• **What is being asked**: A word-for-word copy of the data, pictures excluded, is what this task asks for.

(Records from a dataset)

<<<<

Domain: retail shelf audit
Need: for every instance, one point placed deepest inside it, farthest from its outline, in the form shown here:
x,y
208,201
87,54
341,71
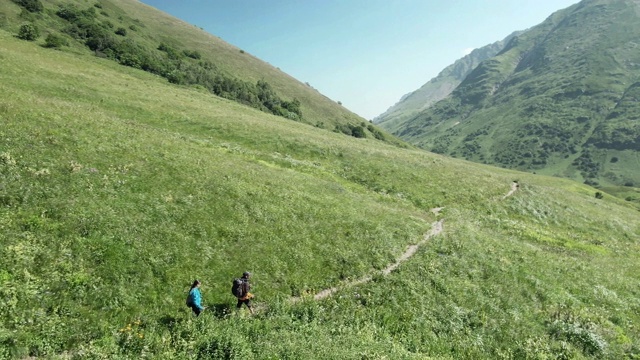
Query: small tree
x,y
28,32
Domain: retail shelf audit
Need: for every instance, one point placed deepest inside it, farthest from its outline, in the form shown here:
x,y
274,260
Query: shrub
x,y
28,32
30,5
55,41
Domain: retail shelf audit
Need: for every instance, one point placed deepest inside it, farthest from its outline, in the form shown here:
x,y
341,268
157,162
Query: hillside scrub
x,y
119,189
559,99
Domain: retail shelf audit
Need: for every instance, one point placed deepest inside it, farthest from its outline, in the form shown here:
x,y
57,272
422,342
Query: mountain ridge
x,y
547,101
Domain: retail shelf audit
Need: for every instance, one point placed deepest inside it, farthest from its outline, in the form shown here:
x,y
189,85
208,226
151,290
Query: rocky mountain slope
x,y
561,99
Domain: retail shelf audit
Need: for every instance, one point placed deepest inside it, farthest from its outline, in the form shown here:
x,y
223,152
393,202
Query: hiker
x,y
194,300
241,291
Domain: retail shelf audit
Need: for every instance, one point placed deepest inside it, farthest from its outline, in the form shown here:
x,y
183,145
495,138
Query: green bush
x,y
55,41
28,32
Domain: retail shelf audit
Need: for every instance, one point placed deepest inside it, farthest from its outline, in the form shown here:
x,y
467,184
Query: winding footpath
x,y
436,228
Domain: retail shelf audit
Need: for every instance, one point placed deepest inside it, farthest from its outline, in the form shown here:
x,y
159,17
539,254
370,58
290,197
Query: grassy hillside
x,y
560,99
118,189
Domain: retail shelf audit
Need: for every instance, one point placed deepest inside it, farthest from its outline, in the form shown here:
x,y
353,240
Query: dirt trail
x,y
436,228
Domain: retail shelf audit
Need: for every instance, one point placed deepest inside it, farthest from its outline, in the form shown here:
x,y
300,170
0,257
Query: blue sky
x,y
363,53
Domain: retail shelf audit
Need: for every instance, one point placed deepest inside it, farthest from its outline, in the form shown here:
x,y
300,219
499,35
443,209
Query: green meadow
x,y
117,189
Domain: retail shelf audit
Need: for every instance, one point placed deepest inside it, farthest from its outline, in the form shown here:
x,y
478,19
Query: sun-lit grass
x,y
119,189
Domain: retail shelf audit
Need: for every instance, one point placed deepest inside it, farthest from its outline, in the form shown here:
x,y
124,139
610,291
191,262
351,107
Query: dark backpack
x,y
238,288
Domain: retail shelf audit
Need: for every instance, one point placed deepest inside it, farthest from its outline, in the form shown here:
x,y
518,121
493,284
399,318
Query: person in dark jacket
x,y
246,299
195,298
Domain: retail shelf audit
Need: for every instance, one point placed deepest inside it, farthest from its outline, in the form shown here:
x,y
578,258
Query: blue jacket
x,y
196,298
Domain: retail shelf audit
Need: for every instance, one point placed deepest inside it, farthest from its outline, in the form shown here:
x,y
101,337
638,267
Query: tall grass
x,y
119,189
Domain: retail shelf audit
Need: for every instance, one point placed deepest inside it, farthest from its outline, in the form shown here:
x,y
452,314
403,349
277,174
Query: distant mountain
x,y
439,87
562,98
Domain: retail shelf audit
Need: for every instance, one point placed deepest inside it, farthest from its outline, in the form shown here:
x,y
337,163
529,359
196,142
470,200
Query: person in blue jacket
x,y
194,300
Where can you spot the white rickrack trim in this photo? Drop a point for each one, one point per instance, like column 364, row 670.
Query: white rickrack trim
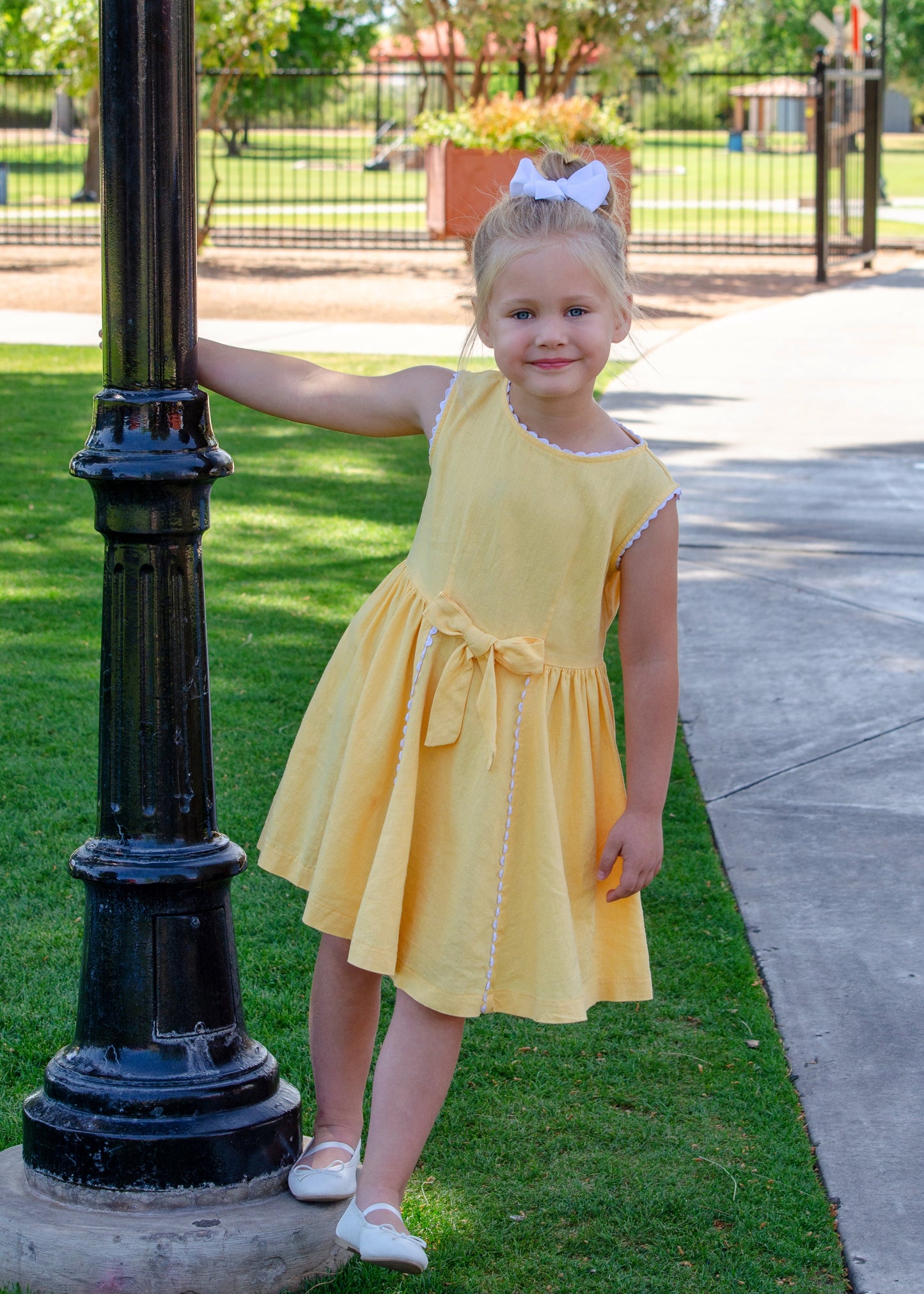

>>>>

• **Response to the exercise**:
Domain: retail shelf audit
Need: for every instance, one point placed deepest inside it, farthest from its outline, in the form shown here:
x,y
208,201
87,54
341,71
Query: small tree
x,y
28,32
Domain: retail shelf audit
Need: for every instance, one point placed deepest inside it, farthest from its outline, in the form shown here:
x,y
274,260
Query: shrub
x,y
28,32
30,5
55,41
Domain: retail shelf audit
Need: for every instance, one point placed deepest inside it, farthest from its outline, in the form shown here:
x,y
341,268
157,162
Query: hillside scrub
x,y
119,189
559,99
Domain: retail shelf audit
Need: for every instance, one point placed deepest inside it, farthest from its outline, in the form shown here:
x,y
57,272
422,342
Query: mountain ridge
x,y
547,101
Domain: retail shelf audit
Need: for every instance, one point placed deepest inside it, farthest from its outline, in the form shown here:
x,y
189,85
208,226
151,290
Query: rocky mountain slope
x,y
561,99
Domain: retail shelf audit
Need: for every instance, one point placed deepest inside it, farthest from its outline, in the form shown here:
x,y
223,152
393,202
Query: hiker
x,y
194,300
241,291
Domain: retail shelf audit
Need: for every instance, one point placed deepest inside it, farthest from its outline, in the form shown here:
x,y
183,145
495,138
Query: green bush
x,y
55,41
28,32
Domain: retail shelf audit
Need: for every instance, one point placed deepest inside it, farthest from its outline, in the form shown here:
x,y
467,184
Query: winding footpath
x,y
436,228
Domain: retail shelf audit
Need: for every instance, one point placed deepest inside it, farthest from its outline, in the form shown here:
x,y
159,17
539,254
370,58
290,197
Query: grassy hillside
x,y
560,99
118,189
Domain: retail shelf audit
Need: for every instance, one point placed deepest inside it, farthest from its outline, in the form shown here:
x,y
353,240
Query: dirt trail
x,y
436,228
Domain: retail shelf audit
Need: for every instance, one point placed deepest inside it, farthest from its outline, in the form shown here:
x,y
300,170
0,257
Query: blue sky
x,y
363,53
Domain: retail shelf audit
Need: for every instance, one point placed deepest inside it, farthest from its outline, in the form shown here:
x,y
300,219
499,35
443,209
Query: green meadow
x,y
117,189
Domain: retail shelf audit
Need: for every instance, one point placed deepest inside it, farthest from its outline, in the form shown here:
x,y
478,19
Query: sun-lit grass
x,y
119,189
Domain: retail shelf audit
Need: for every instance, one point placed deepest inside it, farthest from its outline, in the form shown here:
x,y
124,139
610,291
191,262
351,107
Query: dark backpack
x,y
238,288
Domain: retail shelf audit
Need: for every instance, one point placed deepest inside it, farthest from its outline, in the form shown here:
x,y
518,121
493,284
399,318
Query: person in dark jacket
x,y
246,299
195,298
Domain: retail shelf audit
Need: for every instance, one point placed deepest inside it, farthest from its outline, in the form shown here:
x,y
578,258
Query: blue jacket
x,y
196,298
Domain: retail shelf audit
Need: for every instance, one point placed deepest inside it, farthest from its outline, in the form shown here:
x,y
101,337
638,267
Query: tall grass
x,y
119,189
Domain: retail shelf audit
Need: for every instance, one point placed deepest inside it, farthest from its outline, in the form shown here:
x,y
452,314
403,349
277,174
Query: distant mountain
x,y
439,87
562,98
Domain: retail shelf audit
Need: for every instance, one point placed deepest inside it, farthest from its outline, in the form shown here:
x,y
337,163
529,359
196,142
470,200
Query: person in blue jacket
x,y
194,300
Where can you spot the white rickrack trim in this photo? Drop a point for each one, one point per instance, like column 364, row 670.
Query: white rickrack trim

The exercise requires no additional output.